(Referring expression pointing data)
....
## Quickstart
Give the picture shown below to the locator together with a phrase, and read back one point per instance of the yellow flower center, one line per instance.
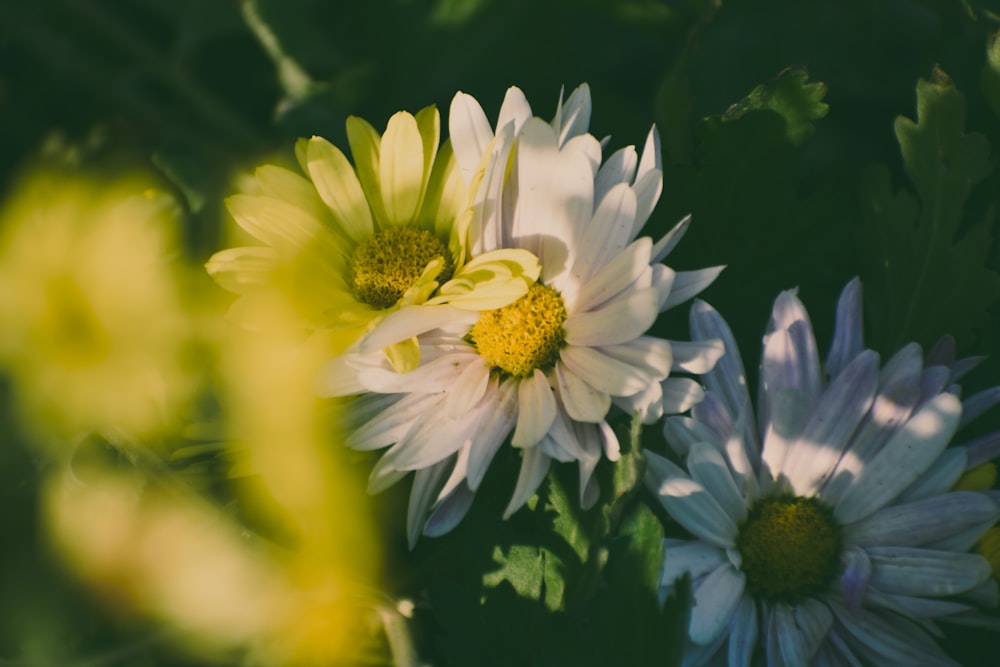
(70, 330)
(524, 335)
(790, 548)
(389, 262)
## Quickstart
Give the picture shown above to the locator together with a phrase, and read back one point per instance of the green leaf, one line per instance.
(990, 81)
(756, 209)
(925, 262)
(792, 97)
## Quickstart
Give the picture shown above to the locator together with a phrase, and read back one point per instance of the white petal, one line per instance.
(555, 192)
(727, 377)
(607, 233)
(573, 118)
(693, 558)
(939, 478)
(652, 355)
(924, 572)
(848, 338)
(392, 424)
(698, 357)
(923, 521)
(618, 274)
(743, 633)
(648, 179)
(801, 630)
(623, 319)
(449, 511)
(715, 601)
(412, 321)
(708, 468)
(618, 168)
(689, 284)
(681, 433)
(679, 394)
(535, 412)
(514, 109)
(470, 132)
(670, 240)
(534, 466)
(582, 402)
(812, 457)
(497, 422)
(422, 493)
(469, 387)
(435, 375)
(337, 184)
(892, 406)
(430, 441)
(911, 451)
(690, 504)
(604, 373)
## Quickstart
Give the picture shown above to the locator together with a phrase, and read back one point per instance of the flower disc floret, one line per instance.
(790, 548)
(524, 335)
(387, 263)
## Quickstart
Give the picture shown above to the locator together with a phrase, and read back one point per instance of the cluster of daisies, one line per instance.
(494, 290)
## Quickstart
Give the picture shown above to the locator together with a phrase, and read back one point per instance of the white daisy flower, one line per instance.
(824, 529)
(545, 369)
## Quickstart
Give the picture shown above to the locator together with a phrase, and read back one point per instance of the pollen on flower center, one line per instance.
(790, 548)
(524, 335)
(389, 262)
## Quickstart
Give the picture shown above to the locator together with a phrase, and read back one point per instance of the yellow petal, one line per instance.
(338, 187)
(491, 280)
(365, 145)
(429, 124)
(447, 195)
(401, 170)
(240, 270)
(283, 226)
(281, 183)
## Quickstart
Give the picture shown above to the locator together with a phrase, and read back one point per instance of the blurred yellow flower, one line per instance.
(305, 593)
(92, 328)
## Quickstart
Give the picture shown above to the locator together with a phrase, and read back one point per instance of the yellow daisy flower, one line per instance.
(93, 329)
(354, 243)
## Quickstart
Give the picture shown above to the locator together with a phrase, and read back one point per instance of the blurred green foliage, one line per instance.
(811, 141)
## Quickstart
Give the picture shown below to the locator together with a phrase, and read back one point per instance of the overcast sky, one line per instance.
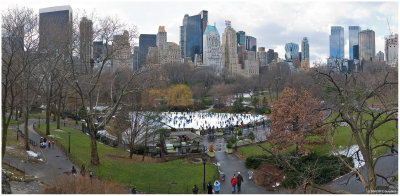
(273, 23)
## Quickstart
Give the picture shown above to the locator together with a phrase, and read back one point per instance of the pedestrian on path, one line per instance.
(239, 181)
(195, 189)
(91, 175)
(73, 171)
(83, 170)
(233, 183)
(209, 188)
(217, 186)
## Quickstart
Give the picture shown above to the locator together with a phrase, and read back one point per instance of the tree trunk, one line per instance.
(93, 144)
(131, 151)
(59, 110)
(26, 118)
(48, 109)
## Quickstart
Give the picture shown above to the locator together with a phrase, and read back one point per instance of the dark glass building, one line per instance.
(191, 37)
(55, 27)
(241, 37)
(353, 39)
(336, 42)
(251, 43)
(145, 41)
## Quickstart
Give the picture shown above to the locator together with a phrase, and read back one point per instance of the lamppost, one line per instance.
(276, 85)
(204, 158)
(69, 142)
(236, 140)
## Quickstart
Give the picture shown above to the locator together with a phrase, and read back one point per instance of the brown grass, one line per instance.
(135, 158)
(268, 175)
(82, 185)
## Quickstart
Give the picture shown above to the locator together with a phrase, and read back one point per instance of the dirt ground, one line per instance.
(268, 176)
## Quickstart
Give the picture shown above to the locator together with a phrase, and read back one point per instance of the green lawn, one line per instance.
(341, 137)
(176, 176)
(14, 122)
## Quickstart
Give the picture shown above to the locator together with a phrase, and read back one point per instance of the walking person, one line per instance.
....
Required action
Once the pictures are set aside, write out the entries verbatim.

Exercise answer
## Quickstart
Give the picture shown below to the locator together with a phrase, and read back one point per instance of the yellow flower center, one line per instance.
(70, 330)
(524, 335)
(790, 548)
(389, 262)
## Quickstart
Give the picture shown above to the locator together with a phrase, and read back one point per instance of the green leaf, one line per instance.
(990, 81)
(756, 209)
(925, 262)
(792, 97)
## Quickstart
Give the picture shown above to the locator together with a phrase, and read back one point per instance of the white petal, one line per instance.
(555, 192)
(727, 377)
(607, 233)
(573, 118)
(693, 558)
(939, 478)
(652, 355)
(924, 572)
(848, 338)
(392, 424)
(698, 357)
(923, 521)
(618, 274)
(743, 633)
(648, 179)
(801, 630)
(623, 319)
(449, 511)
(715, 601)
(412, 321)
(708, 468)
(618, 168)
(689, 284)
(681, 433)
(679, 394)
(535, 412)
(514, 109)
(470, 132)
(670, 240)
(534, 466)
(582, 402)
(812, 457)
(497, 422)
(422, 493)
(469, 387)
(435, 375)
(337, 184)
(892, 406)
(430, 441)
(911, 451)
(690, 504)
(604, 373)
## Quickstart
Give the picture shown above to the locator together with a phrase, and read back one point per instance of the flower disc floret, one line per instance.
(790, 548)
(524, 335)
(387, 263)
## Quickstart
Give the picture shown above to the locator together with a phrase, and read back one point per instance of the cluster of daisies, one line per instance.
(494, 290)
## Quickstart
Give the picture shown above to the locator together with a phrase, and read back one point per instance of the white daisy flower, one line per instance.
(824, 529)
(545, 369)
## Quickstart
Give the picture shown above to the locator together with a phrase, and read back one point per instance of the pollen on flower center, one line per instance.
(790, 548)
(524, 335)
(389, 262)
## Quickstart
Give the picture shown above to the locator together with a phrase, and read back one point per instance of the yellow petal, one line per instance.
(338, 187)
(491, 280)
(365, 145)
(429, 124)
(447, 195)
(401, 170)
(240, 270)
(283, 226)
(281, 183)
## Quickstart
Give the picture shown above to the locator together with a phrase, and read back one point per instance of the blurred yellow flower, one line per instance.
(305, 593)
(92, 328)
## Quickstart
Give the picture shown above to the locator together with a phrase, and read back one point per instance of the yellow daisy flower, one line per instance.
(93, 329)
(354, 243)
## Quickstart
Give the picture shown above to the locator together with a phrase, and read back one point per instance of the blurred green foliage, one line per instance.
(811, 141)
## Quickstart
Give the picture shown below to the locator together with a phrase, and read back one point per instance of the overcast sky, one line per instance.
(273, 23)
## Quickstart
Give the picture shown above to the locator together with a phrase, and read back one point per instance of the pedestrian on path, one line per instance.
(239, 181)
(195, 189)
(91, 175)
(73, 171)
(83, 170)
(233, 183)
(209, 188)
(217, 186)
## Quickstart
Give the picture shown above to the locator together with a phrase, and read back one point per instance of the tree trunk, one line per instance.
(93, 144)
(131, 151)
(59, 110)
(26, 118)
(48, 109)
## Quickstart
Give the picture shown above to the locator together with a phrase, and read back one point per instance of the dark glass building, one line per instance.
(191, 37)
(55, 27)
(241, 37)
(353, 39)
(336, 42)
(251, 43)
(145, 41)
## Quickstart
Give the picture shown above to the locator together with a phrase, and read back one point per instance of the lamppost, one line per instance.
(276, 85)
(204, 158)
(69, 142)
(236, 140)
## Quickstart
Give the picture shown above to the locator together with a phrase, and read back one point per instance of the brown grass, one line per instance.
(135, 158)
(268, 175)
(82, 185)
## Quickstart
Give the picture shown above to the locator together with a phrase, and read back one point per instance of the dirt ground, one line per instance.
(268, 176)
## Quickstart
Give the picture shown above to the locator together with a phrase, and read back one point per instance of the green lawn, one line per instance.
(341, 137)
(176, 176)
(14, 122)
## Quickstart
Give the picture shown above to the locator together with a phrase, and read back one point per instance of the walking person, one line per instance.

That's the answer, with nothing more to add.